▸ **Aim 1**: Revise the Hacker News thread on office gifts, starting at "But more importantly, include" and ending at "for a raise.", with "card" replaced by "note".
▸ **Aim 2**: In the thread on small office gifts, what kind of gift does the reply say has been most appreciated when its writer was the vendor?
▸ **Aim 3**: Carry on the thread about small office gifts past its last sentence.

Ask HN: Small, economical office gifts - taylorbuley
I&#x27;ve a project manager at a vendor we work with who I think deserves a small gift. My budget for this kind of stuff is tight. Any ideas for a neat, small gift for a tech-oriented person?
======
cauterized
When I've been the vendor, the most appreciated gifts have been food that this
person can choose to either bring home or share with their office. I don't
need more knick-knacks, but being able to put a smile on my co-workers faces
puts a smile on mine.

But more importantly, include a heartfelt personalized card thanking the
entire team and specifically calling out that person for going above and
beyond. A card like that can lift an entire office's morale for the rest of
the week, and is something your PM can show off on their desk or use as
evidence when asking for a raise.

▸ **Stored data**:
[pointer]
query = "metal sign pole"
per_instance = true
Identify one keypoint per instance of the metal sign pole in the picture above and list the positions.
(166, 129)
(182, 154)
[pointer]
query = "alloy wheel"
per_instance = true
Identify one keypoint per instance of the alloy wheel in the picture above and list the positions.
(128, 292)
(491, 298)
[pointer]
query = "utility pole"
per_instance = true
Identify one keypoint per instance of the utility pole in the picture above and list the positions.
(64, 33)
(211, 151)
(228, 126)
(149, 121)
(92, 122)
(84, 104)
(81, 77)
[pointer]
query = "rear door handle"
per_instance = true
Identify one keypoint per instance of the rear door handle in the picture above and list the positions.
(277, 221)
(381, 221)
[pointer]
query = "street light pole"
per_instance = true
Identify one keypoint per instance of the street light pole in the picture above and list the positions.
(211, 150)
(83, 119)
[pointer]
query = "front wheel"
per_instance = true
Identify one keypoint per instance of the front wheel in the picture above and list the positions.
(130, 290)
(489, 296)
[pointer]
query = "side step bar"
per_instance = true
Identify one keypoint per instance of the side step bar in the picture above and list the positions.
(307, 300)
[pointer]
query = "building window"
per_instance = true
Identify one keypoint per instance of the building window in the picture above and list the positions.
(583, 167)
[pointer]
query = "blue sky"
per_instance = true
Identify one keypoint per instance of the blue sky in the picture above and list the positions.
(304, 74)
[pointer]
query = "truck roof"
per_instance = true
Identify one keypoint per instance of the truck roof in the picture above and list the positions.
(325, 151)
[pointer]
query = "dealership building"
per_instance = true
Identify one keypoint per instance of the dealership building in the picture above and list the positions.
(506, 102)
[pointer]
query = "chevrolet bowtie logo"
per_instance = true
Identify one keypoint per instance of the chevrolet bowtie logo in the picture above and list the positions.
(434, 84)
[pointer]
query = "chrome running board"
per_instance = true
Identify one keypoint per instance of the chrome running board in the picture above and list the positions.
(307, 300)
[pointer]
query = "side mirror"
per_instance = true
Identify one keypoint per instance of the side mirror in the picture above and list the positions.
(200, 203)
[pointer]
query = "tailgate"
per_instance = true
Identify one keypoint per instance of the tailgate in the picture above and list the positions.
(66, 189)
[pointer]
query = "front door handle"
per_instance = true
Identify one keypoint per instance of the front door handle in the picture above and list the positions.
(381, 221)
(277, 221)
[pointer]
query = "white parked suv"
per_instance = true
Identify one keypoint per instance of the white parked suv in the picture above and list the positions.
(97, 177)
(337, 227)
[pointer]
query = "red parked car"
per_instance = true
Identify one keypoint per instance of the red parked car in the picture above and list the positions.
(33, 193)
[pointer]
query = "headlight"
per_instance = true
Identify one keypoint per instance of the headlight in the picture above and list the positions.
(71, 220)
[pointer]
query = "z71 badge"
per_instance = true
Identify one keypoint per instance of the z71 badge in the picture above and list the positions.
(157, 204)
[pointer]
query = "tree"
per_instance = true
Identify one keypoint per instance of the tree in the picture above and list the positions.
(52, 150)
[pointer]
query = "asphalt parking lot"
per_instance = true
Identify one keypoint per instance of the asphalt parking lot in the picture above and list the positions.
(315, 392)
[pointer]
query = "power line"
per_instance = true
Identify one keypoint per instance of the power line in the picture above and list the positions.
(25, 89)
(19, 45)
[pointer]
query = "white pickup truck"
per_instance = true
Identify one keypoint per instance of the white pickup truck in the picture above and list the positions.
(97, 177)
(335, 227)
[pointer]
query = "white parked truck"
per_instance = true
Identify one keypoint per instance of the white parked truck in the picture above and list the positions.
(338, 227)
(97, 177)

▸ **Right answer 1**:
But more importantly, include a heartfelt personalized note thanking the
entire team and specifically calling out that person for going above and
beyond. A note like that can lift an entire office's morale for the rest of
the week, and is something your PM can show off on their desk or use as
evidence when asking for a raise.

▸ **Right answer 2**: Food that the person can either bring home or share with their office.

▸ **Right answer 3**:
------
atmosx
If he is a security/privacy oriented guy and can handle it, I'd get a YubiKey.

------
waqasaday
If s/he is an Apple fan, I would recommend an accessory for Mac / MacBook.
(themarkhor.com / hardgraft.com / thisisground.com)

------
imcoconut
a new coworker on our team got me a swell beverage bottle. Keeps hot liquids
hot, and cold cold. I think this is a great option.

[http://www.swellbottle.com/](http://www.swellbottle.com/)